(Stored data entries)
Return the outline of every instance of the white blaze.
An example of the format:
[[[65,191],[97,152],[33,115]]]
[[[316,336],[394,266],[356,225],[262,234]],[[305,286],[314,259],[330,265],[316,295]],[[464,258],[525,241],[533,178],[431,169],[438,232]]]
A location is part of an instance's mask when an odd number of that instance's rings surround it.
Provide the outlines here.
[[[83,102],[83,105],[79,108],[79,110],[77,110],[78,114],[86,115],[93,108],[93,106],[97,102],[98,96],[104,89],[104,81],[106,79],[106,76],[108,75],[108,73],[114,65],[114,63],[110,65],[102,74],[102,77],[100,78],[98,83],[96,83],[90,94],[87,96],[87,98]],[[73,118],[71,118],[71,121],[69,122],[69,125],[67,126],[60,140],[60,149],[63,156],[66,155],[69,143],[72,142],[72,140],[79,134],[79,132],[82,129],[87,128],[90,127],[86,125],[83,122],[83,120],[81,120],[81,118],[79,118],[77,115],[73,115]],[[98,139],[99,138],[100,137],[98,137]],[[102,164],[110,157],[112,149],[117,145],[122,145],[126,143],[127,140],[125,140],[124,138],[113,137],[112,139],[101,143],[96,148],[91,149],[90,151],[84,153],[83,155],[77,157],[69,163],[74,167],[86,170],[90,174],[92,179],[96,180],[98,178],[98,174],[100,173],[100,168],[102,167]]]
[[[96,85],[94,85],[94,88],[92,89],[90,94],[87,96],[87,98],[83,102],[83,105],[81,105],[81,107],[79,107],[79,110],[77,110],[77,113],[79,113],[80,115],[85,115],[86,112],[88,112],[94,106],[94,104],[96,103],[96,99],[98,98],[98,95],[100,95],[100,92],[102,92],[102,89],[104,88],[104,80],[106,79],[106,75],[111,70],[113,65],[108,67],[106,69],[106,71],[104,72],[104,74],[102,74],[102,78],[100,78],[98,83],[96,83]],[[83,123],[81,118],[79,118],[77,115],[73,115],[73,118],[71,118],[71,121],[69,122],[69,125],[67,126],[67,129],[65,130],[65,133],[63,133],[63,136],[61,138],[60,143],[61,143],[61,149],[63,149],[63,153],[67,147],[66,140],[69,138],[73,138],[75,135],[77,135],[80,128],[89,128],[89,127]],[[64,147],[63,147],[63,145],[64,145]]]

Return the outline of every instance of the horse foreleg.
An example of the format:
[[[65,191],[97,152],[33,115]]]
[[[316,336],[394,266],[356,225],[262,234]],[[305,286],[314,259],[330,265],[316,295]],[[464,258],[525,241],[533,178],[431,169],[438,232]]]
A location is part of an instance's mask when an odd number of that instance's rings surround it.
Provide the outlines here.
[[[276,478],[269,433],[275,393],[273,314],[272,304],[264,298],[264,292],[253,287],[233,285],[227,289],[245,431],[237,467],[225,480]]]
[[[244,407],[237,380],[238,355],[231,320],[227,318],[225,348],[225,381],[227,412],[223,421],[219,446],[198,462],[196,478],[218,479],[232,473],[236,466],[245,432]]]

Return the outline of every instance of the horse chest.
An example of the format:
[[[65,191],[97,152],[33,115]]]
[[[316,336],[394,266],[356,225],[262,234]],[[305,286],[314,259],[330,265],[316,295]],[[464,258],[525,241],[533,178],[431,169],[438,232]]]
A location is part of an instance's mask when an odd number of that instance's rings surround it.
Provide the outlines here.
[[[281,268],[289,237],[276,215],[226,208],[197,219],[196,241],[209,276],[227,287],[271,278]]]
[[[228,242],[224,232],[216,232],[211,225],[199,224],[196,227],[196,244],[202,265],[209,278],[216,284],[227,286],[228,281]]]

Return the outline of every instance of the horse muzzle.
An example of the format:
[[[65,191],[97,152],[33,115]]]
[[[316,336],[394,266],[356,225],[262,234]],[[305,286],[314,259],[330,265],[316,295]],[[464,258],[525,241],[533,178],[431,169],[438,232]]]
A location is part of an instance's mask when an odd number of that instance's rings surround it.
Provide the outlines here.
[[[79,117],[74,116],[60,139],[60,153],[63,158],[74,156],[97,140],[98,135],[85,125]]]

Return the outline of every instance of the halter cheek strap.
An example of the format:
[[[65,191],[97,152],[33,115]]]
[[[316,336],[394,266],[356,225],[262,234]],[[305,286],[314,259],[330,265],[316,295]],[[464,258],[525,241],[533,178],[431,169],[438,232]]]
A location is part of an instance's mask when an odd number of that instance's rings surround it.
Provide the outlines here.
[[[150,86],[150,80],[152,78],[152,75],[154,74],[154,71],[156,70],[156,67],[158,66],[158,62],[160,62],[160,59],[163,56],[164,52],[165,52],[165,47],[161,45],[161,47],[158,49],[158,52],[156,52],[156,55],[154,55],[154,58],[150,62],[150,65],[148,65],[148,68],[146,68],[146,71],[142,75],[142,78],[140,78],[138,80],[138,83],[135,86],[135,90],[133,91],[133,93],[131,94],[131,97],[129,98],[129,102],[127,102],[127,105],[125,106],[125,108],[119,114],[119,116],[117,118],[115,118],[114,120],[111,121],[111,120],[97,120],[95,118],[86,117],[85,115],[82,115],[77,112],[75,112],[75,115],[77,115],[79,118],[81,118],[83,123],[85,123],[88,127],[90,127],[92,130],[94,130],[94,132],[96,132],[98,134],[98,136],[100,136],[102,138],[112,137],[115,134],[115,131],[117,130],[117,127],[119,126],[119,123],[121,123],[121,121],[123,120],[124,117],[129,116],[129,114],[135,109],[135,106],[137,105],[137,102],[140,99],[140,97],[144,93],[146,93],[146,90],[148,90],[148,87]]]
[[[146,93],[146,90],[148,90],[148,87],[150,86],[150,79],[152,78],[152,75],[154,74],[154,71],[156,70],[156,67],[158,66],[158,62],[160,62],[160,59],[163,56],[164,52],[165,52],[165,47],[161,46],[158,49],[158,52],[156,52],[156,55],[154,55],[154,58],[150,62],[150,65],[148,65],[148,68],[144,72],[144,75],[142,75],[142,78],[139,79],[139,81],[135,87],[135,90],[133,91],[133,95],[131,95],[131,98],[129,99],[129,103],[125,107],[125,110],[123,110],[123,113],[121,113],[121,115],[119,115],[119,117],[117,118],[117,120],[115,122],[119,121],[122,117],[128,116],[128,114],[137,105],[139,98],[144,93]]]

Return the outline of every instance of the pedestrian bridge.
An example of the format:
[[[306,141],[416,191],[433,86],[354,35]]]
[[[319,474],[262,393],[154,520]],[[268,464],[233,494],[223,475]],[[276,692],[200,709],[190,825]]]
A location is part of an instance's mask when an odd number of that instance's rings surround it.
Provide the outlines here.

*WHAT YOU WILL DO*: All entries are to be returned word for word.

*TASK SOLUTION*:
Return the outline of every instance of the white blaze.
An example of the format:
[[[65,191],[97,152],[33,115]]]
[[[316,336],[394,266],[356,225],[262,234]],[[305,286],[314,259],[330,265],[316,295]],[[464,258],[525,241],[533,178],[431,169],[438,232]]]
A location is part of an instance's mask when an odd number of that instance's rings surround it.
Provide the outlines here.
[[[83,102],[83,105],[79,108],[79,110],[77,110],[78,114],[86,115],[93,108],[93,106],[97,102],[98,96],[104,89],[104,81],[106,79],[106,76],[108,75],[108,73],[114,65],[114,63],[110,65],[102,74],[102,77],[100,78],[98,83],[96,83],[90,94],[87,96],[87,98]],[[73,118],[71,118],[71,121],[69,122],[69,125],[67,126],[60,140],[60,149],[63,156],[66,155],[69,143],[72,142],[72,140],[79,134],[79,132],[82,129],[87,128],[90,127],[86,125],[83,122],[83,120],[81,120],[81,118],[79,118],[77,115],[73,115]],[[98,139],[99,138],[100,137],[98,137]],[[102,164],[110,157],[112,149],[117,145],[122,145],[126,143],[127,140],[125,140],[124,138],[113,137],[112,139],[101,143],[96,148],[91,149],[90,151],[84,153],[83,155],[77,157],[69,163],[74,167],[86,170],[90,174],[92,179],[96,180],[98,178],[98,174],[100,173],[100,168],[102,167]]]
[[[96,85],[94,85],[94,88],[92,89],[90,94],[87,96],[87,98],[83,102],[83,105],[81,105],[81,107],[79,107],[79,110],[77,110],[77,113],[79,113],[80,115],[85,115],[86,112],[88,112],[94,106],[94,104],[96,103],[96,99],[98,98],[98,95],[100,95],[100,92],[102,92],[102,89],[104,88],[104,80],[106,79],[106,75],[111,70],[113,65],[108,67],[106,69],[106,71],[104,72],[104,74],[102,74],[102,78],[100,78],[98,83],[96,83]],[[83,123],[81,118],[79,118],[77,115],[73,115],[73,118],[71,118],[71,121],[69,122],[69,125],[67,126],[67,129],[65,130],[65,133],[63,133],[63,136],[61,138],[60,143],[61,143],[61,149],[63,149],[63,153],[67,147],[66,140],[69,138],[73,138],[75,135],[77,135],[80,128],[89,128],[89,127]],[[64,147],[63,147],[63,145],[64,145]]]

Return the outline of every instance of the horse foreleg.
An example of the format:
[[[65,191],[97,152],[33,115]]]
[[[316,336],[394,266],[356,225],[262,234]],[[305,286],[314,259],[330,265],[316,295]],[[464,258],[525,241],[533,178],[431,169],[438,232]]]
A location is part of an instance's mask when an odd number of that instance's rings surround it.
Provide the outlines here.
[[[276,478],[269,433],[275,393],[273,314],[272,304],[264,298],[264,292],[253,287],[233,285],[227,289],[245,431],[237,467],[225,480]]]
[[[244,407],[237,380],[238,355],[231,320],[227,318],[225,348],[225,381],[227,412],[223,421],[219,446],[198,462],[196,478],[218,479],[232,473],[236,466],[245,432]]]

Return the outline of every instance of the horse chest.
An example of the format:
[[[65,191],[97,152],[33,115]]]
[[[316,336],[394,266],[356,225],[262,234]],[[305,286],[314,259],[330,265],[316,295]],[[464,258],[525,241],[533,178],[431,169],[438,232]]]
A location is part of an instance's mask when an odd number of that instance's rings surround it.
Provide the outlines here.
[[[281,268],[289,237],[276,215],[226,208],[197,219],[196,241],[209,276],[227,287],[271,278]]]
[[[228,242],[224,232],[216,232],[211,225],[199,224],[196,227],[196,244],[202,265],[209,278],[216,284],[227,286],[228,281]]]

Return the outline of every instance of the horse muzzle.
An example of the format:
[[[65,191],[97,152],[33,115]]]
[[[316,336],[394,266],[356,225],[262,234]],[[305,286],[314,259],[330,265],[316,295]],[[464,258],[525,241],[533,178],[431,169],[438,232]]]
A location is part of an instance's mask when an odd number of that instance's rings surround it.
Provide the outlines here.
[[[79,117],[74,116],[60,139],[60,153],[63,158],[74,156],[97,140],[98,135],[85,125]]]

Return the outline of every instance of the halter cheek strap.
An example of the format:
[[[65,191],[97,152],[33,115]]]
[[[316,336],[394,266],[356,225],[262,234]],[[305,286],[314,259],[330,265],[316,295]],[[464,258],[525,241],[533,178],[431,169],[438,232]]]
A location is part of an instance's mask when an odd number of that instance's rings surround it.
Provide the outlines here.
[[[150,86],[150,80],[152,78],[152,75],[154,74],[154,71],[156,70],[156,67],[158,66],[158,62],[160,62],[160,59],[163,56],[164,52],[165,52],[165,47],[161,45],[161,47],[158,49],[158,52],[156,52],[156,55],[154,55],[154,58],[150,62],[150,65],[148,65],[148,68],[146,68],[146,71],[142,75],[142,78],[140,78],[138,80],[138,83],[135,86],[135,90],[133,91],[133,93],[131,94],[131,97],[129,98],[129,102],[127,102],[127,105],[125,106],[125,108],[119,114],[119,116],[117,118],[115,118],[114,120],[111,121],[111,120],[97,120],[95,118],[86,117],[85,115],[82,115],[77,112],[75,112],[75,115],[77,115],[79,118],[81,118],[83,123],[85,123],[88,127],[90,127],[92,130],[94,130],[94,132],[96,132],[98,134],[98,136],[100,136],[102,138],[112,137],[115,134],[115,131],[117,130],[117,127],[119,126],[119,123],[121,123],[121,121],[123,120],[124,117],[129,116],[129,114],[135,109],[135,106],[137,105],[137,102],[140,99],[140,97],[144,93],[146,93],[146,90],[148,90],[148,87]]]
[[[146,93],[146,90],[148,90],[148,87],[150,86],[150,79],[152,78],[152,75],[154,74],[154,71],[156,70],[156,67],[158,66],[158,62],[160,62],[160,59],[163,56],[164,52],[165,52],[165,47],[161,46],[158,49],[158,52],[156,52],[156,55],[154,55],[154,58],[150,62],[150,65],[148,65],[148,68],[144,72],[144,75],[142,75],[142,78],[139,79],[139,81],[135,87],[135,90],[133,91],[133,95],[131,95],[131,98],[129,99],[129,103],[125,107],[125,110],[123,110],[123,113],[121,113],[121,115],[119,115],[119,117],[117,118],[117,120],[115,122],[119,121],[122,117],[128,116],[128,114],[137,105],[139,98],[144,93]]]

Return the outline of every instance of the pedestrian bridge.
An example of the format:
[[[306,141],[416,191],[433,86],[354,35]]]
[[[319,474],[262,393],[154,520]],[[268,464],[233,494],[223,475]],[[276,692],[200,709],[190,825]]]
A location is part of an instance's mask when an odd number of that instance's rings surround it.
Provide the outlines here.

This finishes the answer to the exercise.